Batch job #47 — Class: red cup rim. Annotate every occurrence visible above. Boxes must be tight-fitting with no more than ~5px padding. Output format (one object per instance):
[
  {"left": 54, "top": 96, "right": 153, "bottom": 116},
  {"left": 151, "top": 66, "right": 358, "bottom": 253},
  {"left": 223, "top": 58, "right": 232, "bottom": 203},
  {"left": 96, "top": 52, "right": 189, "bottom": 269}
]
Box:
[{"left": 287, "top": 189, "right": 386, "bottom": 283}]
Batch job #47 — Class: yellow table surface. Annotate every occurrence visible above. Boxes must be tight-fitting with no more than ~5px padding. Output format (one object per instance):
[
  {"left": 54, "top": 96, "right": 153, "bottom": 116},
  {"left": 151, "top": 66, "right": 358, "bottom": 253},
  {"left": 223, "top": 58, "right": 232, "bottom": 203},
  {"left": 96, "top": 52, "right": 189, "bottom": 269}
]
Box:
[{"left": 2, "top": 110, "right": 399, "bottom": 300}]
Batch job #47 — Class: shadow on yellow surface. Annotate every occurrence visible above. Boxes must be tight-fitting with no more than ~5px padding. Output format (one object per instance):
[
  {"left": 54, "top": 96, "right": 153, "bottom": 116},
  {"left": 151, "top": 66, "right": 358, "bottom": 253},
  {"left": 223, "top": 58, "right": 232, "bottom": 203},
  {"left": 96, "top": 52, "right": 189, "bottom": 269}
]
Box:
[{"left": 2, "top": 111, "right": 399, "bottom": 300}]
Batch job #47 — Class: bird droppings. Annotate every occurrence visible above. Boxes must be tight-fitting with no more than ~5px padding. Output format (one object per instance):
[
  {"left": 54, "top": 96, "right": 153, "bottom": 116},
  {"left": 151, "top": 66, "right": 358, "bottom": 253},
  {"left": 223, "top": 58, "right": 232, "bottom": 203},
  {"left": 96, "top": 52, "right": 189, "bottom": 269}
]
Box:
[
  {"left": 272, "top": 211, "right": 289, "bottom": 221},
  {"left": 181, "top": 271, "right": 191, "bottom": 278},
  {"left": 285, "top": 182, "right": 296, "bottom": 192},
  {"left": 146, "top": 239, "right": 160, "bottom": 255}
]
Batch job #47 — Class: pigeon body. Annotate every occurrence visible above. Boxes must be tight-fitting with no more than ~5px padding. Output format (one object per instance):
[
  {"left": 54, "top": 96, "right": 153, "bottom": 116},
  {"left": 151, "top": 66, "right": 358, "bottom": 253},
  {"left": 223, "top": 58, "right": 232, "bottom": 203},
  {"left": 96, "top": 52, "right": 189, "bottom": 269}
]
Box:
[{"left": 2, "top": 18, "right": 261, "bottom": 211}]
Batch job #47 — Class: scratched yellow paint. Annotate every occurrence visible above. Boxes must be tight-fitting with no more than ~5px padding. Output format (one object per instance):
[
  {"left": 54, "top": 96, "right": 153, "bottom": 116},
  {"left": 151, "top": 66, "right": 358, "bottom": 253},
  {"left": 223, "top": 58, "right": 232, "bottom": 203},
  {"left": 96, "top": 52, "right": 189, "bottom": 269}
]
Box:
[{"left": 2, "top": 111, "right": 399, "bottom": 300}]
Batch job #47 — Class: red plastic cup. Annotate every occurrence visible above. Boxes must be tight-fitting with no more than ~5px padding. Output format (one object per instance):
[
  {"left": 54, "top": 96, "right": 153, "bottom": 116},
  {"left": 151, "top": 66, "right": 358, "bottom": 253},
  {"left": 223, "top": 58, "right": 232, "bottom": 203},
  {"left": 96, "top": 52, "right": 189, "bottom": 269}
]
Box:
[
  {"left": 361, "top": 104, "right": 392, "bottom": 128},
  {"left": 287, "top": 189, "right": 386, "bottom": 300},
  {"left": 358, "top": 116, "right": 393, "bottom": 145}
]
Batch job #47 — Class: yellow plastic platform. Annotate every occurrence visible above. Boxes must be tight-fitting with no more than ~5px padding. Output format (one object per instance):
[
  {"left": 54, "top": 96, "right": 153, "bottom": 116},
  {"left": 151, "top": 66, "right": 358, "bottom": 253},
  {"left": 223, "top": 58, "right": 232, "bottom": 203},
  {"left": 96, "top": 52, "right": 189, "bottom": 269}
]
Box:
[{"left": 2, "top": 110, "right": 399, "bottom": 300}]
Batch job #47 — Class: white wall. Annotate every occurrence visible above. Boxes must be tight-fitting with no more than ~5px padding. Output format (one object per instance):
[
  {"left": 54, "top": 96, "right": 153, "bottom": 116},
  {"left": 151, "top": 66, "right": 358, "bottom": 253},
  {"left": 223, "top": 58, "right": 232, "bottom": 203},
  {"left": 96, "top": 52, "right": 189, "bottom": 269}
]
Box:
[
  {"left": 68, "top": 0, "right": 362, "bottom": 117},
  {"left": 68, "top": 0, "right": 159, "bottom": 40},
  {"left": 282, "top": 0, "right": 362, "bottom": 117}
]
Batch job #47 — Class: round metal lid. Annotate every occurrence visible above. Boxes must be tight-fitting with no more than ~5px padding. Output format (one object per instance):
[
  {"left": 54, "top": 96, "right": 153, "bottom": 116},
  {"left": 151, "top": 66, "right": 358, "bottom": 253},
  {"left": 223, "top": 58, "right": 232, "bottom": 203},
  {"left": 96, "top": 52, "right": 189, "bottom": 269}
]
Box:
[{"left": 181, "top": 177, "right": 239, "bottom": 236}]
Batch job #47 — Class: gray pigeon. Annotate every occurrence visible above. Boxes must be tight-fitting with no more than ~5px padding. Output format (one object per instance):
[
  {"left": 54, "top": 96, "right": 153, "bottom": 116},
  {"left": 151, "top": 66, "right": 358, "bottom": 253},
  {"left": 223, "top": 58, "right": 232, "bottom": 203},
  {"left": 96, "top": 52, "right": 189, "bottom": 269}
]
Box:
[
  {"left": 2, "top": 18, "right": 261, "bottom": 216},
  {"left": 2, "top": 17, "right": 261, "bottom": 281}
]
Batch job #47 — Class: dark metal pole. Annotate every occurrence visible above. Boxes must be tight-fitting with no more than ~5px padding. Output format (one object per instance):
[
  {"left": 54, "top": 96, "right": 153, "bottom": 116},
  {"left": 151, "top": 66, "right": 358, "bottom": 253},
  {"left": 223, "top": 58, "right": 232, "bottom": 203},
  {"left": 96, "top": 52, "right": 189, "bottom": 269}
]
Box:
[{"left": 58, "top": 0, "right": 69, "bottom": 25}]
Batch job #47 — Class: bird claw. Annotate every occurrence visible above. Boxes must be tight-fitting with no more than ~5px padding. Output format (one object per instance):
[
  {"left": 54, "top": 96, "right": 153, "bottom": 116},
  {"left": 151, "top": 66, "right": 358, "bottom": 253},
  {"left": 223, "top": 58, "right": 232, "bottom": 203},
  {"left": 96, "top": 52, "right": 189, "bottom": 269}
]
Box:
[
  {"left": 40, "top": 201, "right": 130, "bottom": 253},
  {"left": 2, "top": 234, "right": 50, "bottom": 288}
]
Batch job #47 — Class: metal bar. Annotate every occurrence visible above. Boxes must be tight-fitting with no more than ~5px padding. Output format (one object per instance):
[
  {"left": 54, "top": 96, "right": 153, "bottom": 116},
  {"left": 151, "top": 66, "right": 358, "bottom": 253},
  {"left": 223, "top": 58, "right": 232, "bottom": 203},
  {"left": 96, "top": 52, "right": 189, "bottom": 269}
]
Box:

THE REQUEST:
Tally the lines above that contain the string "pigeon" and give only that number.

WRITTEN ANSWER:
2